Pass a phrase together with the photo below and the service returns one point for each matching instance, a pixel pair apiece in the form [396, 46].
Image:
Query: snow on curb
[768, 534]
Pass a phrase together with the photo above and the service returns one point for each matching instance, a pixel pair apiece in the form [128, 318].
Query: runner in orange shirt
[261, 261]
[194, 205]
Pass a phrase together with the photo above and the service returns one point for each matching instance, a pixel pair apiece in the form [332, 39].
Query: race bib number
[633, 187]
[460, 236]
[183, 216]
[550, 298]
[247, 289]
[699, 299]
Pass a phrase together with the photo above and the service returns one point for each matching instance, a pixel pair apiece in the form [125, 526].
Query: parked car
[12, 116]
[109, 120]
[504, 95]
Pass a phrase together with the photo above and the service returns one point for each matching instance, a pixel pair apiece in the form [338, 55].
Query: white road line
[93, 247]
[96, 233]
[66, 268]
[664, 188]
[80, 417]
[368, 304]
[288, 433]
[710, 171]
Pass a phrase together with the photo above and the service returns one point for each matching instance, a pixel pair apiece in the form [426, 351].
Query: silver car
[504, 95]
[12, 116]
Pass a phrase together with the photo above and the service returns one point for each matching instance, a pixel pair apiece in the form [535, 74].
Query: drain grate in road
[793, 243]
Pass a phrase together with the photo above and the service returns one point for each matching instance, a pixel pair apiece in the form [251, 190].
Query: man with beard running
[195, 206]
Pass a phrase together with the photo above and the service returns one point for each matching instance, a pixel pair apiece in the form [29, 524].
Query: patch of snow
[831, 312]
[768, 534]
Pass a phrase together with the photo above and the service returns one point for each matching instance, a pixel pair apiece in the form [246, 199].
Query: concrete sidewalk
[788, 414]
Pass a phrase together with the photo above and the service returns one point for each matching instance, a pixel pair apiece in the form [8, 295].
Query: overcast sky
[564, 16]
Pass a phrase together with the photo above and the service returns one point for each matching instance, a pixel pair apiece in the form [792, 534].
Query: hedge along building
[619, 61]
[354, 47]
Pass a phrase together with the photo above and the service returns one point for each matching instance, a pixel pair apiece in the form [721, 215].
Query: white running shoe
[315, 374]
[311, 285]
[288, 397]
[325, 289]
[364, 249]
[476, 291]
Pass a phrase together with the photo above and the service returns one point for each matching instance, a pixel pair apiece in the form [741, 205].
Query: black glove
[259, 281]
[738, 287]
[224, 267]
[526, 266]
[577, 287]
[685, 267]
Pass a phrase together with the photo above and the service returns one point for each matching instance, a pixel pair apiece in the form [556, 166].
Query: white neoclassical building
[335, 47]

━━━━━━━━

Stated exercise: Extract every one of the lines above and reproduce each one verbatim, in its original order.

Exercise answer:
Pass a phrase together with the photo below and the service returns one point for each matching instance, a pixel pair apiece in the form [396, 46].
Image:
Query: snow on curb
[768, 534]
Pass a phrase together with the photo above and the service returns one point for each matching instance, a pixel pair apiece in the form [128, 318].
Query: runner in orange shirt
[261, 261]
[194, 205]
Pass a phrase together with the photo above and the service returns one point for each matching instance, a pixel pair apiece in the form [332, 39].
Query: race bib number
[633, 187]
[460, 236]
[183, 216]
[550, 298]
[247, 289]
[699, 299]
Pass a phrase together with the photo above and the service returns one point for each matching instance, a pixel pair apiece in the form [125, 526].
Query: parked car
[12, 116]
[109, 120]
[504, 95]
Pass a phrase together with the photo above and the service returns one point for each matching instance, a pixel pair apiece in the form [338, 55].
Query: white road line
[93, 247]
[96, 233]
[66, 268]
[664, 188]
[80, 417]
[368, 304]
[288, 433]
[710, 171]
Pass a phrase together with the photo above and the service returns one point for each matching instance, a pixel pair apiece in the form [426, 351].
Query: silver car
[504, 95]
[12, 116]
Pass a phrase together with the photo above and the service returns one point for each matching instance, a pixel pair apiece in the form [535, 74].
Query: drain grate in road
[793, 243]
Pass a phrase together with the photo above and the service returns one point for each matching instance, a pixel pair apiece in the form [251, 190].
Query: man with beard running
[195, 206]
Pass a phrase together with the photo above and the service returns one point for each matching instance, a pixel pair apiece in the form [29, 524].
Query: patch of snow
[831, 312]
[768, 534]
Pass a phrase together with the photo above and the service returns one point for each matching instance, a pixel pair apiece in the form [246, 199].
Query: concrete sidewalk
[788, 414]
Pass a phrase together with the photo above and the service returns one point for each matching instance, a pixel pair apiece in the form [8, 295].
Query: overcast sky
[564, 16]
Pass a phrase together with the photo above and the service returns one point for each matching instance, a pixel pair apiece in the form [792, 534].
Query: hedge along building
[619, 61]
[354, 47]
Pass a phrase together with the photo above and the service returns one point for each matching instance, a pixel pair apiece in the form [721, 215].
Query: white running shoe
[315, 374]
[311, 285]
[288, 397]
[325, 289]
[364, 249]
[476, 291]
Pass a phrase together with the photo above and the service returns one point for each matching instance, a pixel pair apiece in the form [741, 205].
Query: black glove
[259, 281]
[738, 287]
[224, 267]
[526, 266]
[577, 287]
[685, 267]
Pass a phrase together with the photo above and the service returns one point for each matching instance, a pixel pair apiece in the form [556, 166].
Query: white neoclassical building
[335, 47]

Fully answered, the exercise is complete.